Source extract =
It’s All Fun and Games Until Someone Fails a DNA Ancestry Test

Posted by Osagie Obasogie September 30, 2009
Biopolitical Times
Recreational genetics, particularly of the genetic ancestry kind, have been seen as a harmless way for people to learn a little about their heritage despite the technology’s remarkable limitations. Now it seems like the fun and games are over. Officials in the United Kingdom have launched the Human Provenance Pilot Project in an attempt to use some of the same technologies to determine the nationality of asylum seekers. From Science Magazine:
The Border Agency’s DNA-testing plans would use mouth swabs for mitochondrial DNA and Y chromosome testing, as well as analyses of subtle genetic variations called single-nucleotide polymorphisms (SNPs). One goal of the project is to determine whether asylum-seekers claiming to be from Somalia and fleeing persecution are actually from another African country such as Kenya. If successful, the Border Agency suggests its pilot project could be extended to confirming other nationalities.
This shift from using genetic ancestry tests as a source of recreation to a source of public policy has been ongoing for the past few years. In the United States, for example, genetic ancestry tests have been used for things such as determining who is a “real” Native American and providing evidence of college applicants’ minority status for admissions and financial aid. But the stakes for asylum seekers are particularly high. Refugee Action’s Sandy Buchan notes that 
Many of those who seek asylum are two or even three generations removed from the country of origin of their parents and grandparents, and are fleeing areas other than the nation of their birth. A Zimbabwean farmer fleeing persecution may possess the DNA of British relatives; would they be denied asylum on that basis?
Sir Alec Jeffreys, who developed many of the techniques used for forensic identification, corroborated this sentiment from a scientific perspective:
The Borders Agency is clearly making huge and unwarranted assumptions about population structure in Africa; the extensive research needed to determine population structure and the ability or otherwise of DNA to pinpoint ethnic origin in this region simply has not been done. Even if it did work (which I doubt), assigning a person to a population does not establish nationality - people move! The whole proposal is naive and scientifically flawed.
For a closer look at the imprecision behind genetic ancestry tests, see Chapter Two of the CGS Report Playing the Gene Card?

[Dataset excerpts]
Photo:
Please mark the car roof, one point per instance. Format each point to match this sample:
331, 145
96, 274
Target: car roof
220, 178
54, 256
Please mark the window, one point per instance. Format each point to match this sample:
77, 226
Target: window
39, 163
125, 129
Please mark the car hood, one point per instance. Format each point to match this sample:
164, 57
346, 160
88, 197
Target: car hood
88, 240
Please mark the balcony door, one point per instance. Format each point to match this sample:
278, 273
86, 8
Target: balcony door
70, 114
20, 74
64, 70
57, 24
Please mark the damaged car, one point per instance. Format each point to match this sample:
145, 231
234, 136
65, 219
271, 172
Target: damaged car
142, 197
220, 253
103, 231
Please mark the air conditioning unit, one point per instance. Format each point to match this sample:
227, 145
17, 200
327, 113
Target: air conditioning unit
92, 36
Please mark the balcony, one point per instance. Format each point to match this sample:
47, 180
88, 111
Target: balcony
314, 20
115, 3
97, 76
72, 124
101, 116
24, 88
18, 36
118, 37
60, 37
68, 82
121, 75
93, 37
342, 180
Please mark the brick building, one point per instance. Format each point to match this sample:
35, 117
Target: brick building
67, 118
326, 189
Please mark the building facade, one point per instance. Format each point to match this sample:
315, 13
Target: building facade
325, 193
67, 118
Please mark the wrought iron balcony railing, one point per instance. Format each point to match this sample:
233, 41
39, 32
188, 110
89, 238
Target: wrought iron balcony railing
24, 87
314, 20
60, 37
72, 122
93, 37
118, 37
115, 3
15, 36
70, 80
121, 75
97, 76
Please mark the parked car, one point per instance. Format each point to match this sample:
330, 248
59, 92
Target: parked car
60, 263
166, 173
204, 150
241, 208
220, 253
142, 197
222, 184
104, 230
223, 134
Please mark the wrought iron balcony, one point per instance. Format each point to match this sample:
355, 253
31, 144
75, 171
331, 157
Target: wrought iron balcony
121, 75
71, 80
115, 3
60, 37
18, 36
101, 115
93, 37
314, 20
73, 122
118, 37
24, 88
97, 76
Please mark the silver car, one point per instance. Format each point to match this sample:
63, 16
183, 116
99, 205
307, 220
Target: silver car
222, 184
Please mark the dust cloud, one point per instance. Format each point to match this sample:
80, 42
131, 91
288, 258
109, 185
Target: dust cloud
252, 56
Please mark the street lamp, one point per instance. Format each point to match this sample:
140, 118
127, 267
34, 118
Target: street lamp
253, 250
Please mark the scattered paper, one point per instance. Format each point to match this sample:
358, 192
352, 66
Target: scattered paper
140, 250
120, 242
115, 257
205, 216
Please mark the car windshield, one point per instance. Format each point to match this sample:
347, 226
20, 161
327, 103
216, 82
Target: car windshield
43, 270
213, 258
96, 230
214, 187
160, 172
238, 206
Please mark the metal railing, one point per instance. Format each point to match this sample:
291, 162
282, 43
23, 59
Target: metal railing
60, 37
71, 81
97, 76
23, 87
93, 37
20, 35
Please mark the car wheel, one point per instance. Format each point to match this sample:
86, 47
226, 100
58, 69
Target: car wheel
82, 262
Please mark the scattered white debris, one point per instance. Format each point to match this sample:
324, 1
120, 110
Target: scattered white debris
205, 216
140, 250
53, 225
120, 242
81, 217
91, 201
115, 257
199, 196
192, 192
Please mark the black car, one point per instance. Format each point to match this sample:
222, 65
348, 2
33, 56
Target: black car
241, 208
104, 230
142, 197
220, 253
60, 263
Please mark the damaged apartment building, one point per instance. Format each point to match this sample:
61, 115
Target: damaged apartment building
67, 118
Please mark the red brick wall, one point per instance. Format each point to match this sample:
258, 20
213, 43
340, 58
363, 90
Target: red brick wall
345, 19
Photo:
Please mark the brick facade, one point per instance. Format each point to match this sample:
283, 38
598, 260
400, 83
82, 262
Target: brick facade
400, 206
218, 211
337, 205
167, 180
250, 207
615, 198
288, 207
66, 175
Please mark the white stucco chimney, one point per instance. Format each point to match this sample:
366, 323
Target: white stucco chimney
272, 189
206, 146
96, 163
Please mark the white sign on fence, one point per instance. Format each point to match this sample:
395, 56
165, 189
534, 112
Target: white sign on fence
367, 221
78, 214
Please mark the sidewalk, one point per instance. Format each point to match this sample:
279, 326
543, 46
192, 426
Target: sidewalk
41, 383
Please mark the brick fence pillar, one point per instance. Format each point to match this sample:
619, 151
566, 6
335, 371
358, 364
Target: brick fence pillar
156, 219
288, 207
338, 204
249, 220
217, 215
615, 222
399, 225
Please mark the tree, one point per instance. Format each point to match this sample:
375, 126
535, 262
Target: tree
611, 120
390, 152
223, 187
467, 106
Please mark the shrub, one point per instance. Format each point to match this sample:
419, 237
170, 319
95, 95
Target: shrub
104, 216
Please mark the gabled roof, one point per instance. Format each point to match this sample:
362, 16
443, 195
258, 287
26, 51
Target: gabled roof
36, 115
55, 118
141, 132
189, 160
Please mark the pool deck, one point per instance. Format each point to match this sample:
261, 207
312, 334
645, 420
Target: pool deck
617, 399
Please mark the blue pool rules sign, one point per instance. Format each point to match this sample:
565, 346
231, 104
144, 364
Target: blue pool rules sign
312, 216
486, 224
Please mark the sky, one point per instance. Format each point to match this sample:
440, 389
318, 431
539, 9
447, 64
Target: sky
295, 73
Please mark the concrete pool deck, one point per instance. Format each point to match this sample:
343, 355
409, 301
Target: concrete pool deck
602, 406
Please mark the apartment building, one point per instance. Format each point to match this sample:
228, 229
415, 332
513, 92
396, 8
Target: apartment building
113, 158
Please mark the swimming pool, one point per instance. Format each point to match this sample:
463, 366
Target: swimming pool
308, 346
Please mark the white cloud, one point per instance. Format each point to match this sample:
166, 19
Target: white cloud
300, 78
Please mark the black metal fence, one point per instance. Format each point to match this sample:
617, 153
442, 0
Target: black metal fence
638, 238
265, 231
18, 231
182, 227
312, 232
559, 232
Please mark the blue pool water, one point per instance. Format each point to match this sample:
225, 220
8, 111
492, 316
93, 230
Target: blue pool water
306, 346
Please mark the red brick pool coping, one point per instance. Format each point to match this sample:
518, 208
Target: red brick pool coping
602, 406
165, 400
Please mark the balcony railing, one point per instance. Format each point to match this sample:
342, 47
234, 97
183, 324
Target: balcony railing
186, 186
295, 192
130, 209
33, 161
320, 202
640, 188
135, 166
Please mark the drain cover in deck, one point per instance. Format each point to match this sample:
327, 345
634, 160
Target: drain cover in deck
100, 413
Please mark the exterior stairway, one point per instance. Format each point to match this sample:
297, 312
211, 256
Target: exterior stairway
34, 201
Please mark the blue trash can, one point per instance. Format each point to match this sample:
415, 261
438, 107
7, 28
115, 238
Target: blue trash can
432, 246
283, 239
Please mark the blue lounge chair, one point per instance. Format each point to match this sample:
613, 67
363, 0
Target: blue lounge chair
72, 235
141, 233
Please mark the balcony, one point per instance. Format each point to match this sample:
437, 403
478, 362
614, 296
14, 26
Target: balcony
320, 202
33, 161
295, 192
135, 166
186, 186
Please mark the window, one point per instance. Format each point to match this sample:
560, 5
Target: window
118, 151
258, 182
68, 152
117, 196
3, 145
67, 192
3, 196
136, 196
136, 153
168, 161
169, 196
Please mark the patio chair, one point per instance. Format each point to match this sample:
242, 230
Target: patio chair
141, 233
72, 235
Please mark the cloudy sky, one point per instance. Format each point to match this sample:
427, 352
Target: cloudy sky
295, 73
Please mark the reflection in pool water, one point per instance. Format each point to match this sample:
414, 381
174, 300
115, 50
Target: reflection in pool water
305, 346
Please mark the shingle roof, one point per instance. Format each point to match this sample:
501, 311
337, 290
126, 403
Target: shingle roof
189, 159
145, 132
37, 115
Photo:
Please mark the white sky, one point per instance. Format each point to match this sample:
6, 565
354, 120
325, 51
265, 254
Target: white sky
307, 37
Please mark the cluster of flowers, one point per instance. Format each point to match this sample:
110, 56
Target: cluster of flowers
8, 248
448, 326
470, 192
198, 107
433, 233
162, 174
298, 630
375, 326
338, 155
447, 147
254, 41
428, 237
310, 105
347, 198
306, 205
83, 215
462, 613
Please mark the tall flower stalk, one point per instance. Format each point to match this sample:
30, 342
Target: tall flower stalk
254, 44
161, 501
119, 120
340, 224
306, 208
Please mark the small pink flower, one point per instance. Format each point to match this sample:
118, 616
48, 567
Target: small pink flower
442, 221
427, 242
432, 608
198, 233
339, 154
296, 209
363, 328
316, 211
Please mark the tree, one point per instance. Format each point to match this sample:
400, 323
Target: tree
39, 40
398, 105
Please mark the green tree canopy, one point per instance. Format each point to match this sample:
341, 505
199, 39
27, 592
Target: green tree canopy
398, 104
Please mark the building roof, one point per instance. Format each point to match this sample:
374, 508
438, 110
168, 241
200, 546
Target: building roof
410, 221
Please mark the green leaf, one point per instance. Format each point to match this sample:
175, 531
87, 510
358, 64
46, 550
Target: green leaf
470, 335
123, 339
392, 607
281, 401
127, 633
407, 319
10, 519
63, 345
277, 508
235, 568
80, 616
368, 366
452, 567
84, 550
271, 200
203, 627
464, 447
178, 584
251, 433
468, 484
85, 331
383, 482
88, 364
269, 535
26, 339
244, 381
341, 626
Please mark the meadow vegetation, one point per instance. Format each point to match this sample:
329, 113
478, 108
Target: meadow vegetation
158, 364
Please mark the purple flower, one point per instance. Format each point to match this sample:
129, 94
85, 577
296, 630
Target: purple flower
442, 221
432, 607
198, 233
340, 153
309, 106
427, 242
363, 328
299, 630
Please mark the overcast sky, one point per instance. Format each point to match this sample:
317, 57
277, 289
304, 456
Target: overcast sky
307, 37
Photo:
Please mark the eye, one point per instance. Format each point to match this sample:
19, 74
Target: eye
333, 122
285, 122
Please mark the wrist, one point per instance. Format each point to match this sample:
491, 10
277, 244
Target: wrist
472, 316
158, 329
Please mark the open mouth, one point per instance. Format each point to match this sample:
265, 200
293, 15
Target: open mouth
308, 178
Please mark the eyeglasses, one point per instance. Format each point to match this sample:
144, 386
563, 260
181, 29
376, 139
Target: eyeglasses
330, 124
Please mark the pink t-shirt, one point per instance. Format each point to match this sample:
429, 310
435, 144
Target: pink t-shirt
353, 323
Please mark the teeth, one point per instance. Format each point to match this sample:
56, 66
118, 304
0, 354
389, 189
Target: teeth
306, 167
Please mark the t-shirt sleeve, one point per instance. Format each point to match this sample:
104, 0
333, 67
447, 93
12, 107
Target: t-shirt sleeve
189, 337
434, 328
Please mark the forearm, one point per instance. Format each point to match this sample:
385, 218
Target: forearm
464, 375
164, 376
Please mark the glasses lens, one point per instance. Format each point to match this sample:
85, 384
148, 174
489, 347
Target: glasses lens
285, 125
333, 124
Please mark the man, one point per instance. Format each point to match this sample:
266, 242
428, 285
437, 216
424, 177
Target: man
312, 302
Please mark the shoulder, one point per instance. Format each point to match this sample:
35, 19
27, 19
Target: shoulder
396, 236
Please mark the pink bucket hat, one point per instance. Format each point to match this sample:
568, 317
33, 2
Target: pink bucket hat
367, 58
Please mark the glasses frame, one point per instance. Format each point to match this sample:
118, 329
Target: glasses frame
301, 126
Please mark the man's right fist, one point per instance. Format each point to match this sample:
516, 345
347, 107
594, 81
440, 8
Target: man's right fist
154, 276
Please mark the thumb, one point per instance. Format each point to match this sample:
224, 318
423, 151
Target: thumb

Task prompt =
In the blog post above, what project have officials in the United Kingdom launched to determine the nationality of asylum seekers?

Your response =
The Human Provenance Pilot Project.